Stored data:
——
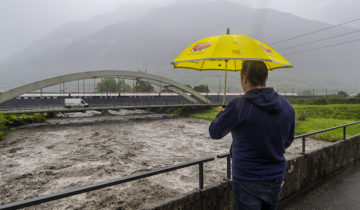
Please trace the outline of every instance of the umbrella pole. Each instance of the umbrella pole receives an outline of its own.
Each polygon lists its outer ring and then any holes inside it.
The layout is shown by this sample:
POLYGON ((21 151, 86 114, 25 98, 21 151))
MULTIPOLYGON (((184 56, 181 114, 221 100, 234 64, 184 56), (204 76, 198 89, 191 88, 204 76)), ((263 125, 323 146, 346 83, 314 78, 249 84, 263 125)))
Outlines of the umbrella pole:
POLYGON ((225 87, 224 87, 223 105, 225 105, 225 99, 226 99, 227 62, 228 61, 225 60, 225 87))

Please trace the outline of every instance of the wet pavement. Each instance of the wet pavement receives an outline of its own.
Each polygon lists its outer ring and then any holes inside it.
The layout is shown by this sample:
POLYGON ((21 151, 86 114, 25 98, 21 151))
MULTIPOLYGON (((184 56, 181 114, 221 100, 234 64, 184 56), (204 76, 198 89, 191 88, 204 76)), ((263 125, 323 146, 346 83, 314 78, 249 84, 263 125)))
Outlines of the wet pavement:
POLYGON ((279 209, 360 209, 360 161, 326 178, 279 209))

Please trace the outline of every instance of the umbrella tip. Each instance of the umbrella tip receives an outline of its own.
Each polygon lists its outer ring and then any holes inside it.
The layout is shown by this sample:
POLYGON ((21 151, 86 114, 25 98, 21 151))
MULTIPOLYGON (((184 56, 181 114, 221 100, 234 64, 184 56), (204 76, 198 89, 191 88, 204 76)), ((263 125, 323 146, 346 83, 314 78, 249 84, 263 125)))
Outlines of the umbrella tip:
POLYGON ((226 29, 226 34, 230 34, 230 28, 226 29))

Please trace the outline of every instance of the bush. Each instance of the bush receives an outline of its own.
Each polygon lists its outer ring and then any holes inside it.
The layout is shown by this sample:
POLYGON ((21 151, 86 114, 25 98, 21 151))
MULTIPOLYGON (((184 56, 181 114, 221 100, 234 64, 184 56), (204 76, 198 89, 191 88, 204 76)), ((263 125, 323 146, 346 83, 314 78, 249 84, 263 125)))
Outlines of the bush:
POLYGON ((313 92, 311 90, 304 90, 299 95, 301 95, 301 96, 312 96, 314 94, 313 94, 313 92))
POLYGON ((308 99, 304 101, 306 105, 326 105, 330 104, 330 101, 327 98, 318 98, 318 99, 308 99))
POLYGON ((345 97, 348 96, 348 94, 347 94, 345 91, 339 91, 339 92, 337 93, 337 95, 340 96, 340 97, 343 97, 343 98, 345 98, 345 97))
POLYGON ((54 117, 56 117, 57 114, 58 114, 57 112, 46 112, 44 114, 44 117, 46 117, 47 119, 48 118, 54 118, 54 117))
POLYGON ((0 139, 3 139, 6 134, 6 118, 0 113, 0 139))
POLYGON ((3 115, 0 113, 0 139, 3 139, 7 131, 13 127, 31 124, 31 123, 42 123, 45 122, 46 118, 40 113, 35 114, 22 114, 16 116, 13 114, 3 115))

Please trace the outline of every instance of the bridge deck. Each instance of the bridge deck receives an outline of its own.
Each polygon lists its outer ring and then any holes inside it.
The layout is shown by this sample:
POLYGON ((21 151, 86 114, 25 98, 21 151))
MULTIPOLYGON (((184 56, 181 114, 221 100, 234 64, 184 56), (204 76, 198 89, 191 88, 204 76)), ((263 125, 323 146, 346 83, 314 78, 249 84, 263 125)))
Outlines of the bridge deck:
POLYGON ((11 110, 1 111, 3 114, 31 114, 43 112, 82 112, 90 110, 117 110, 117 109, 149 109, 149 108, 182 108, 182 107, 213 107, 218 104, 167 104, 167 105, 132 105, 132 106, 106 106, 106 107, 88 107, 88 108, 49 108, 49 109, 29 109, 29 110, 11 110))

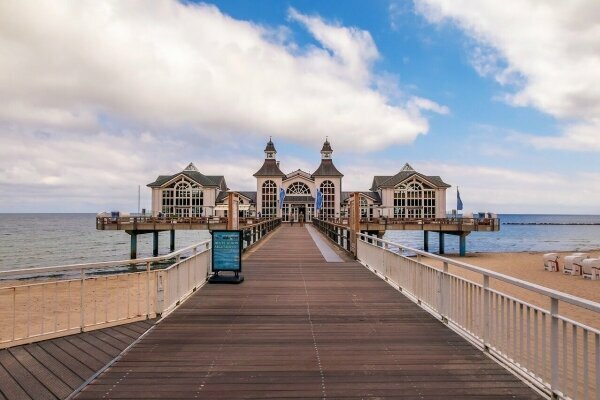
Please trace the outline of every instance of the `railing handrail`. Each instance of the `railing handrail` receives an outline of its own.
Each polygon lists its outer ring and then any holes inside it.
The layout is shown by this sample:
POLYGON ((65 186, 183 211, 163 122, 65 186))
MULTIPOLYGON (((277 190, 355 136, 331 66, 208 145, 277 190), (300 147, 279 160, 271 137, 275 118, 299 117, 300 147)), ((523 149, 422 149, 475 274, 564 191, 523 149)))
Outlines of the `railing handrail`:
——
Your task is to copy each line of the data above that holds "railing".

_Written response_
Please trace the outline of every instance of the `railing handrail`. Each instance of the `railing handrail` receives an outline of its own.
Outlines of the `railing handrail`:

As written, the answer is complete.